_PROVIDED TEXT_.
Is the cheap rent worth it?
Maybe in a year or so I’ll be laughing at all the stupid conflicts that has been floating around this year, I’ll be laughing in Tokyo, far away from a town I hate.
But for now, I have a lot of feelings, and I have purged and restarted a Substack to untangle all the things I think about too much. Without even glancing at what I had written before, I went straight to what Substack labeled “The Danger Zone” and hit delete. It’s time for something new. But when the time came to write, I find myself struggling for words.
I thought I lost the urge to write, but it crept back up on me. It’s insidious and always there, even when I walk away from it every so often. I’ve forced a few things out, and I feel that there’s more underneath, I just haven’t found a way to coax it all out yet. As Solen said, “You’ve gone crazy this year.” I suppose I have, after moving into the cursed house with the cursed housemate, yes, I have gone a little crazy.

_GIVEN INFORMATION_.
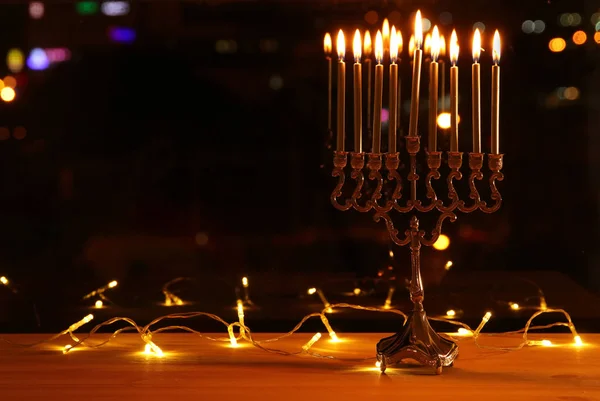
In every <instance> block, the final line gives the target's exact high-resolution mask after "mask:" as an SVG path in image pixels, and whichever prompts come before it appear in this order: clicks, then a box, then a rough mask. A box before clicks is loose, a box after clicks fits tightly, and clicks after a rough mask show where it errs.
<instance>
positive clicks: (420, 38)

_REQUIRED TASKS_.
**A)** Say whether each statement agrees with the essay about restarting a Substack, and quote the words that decide it: (i) The writer reread the old posts before deleting them. (ii) The writer deleted the old posts from a section Substack calls "The Danger Zone." (iii) Solen told the writer, "You've gone crazy this year."
**B)** Write the next part of the essay about restarting a Substack, picking up right after its final sentence.

_ANSWERS_.
**A)**
(i) No: "Without even glancing at what I had written before"
(ii) Yes: "I went straight to what Substack labeled “The Danger Zone” and hit delete"
(iii) Yes: "As Solen said, “You’ve gone crazy this year.”"

**B)**
The one thing that has been a source of irritation is that I can’t tell what should go on the Substack and what should go here. I suppose the difference is this is like a diary, while that is something I cook up and think about more deeply. Or maybe, I’ll just cross post. There’s no direction to which any of my writing may end up, if most of them survive even. I have weird ways to compartmentalize in ways I can’t even explain.
All I know is, when I feel the urge to write, I’ll just do it.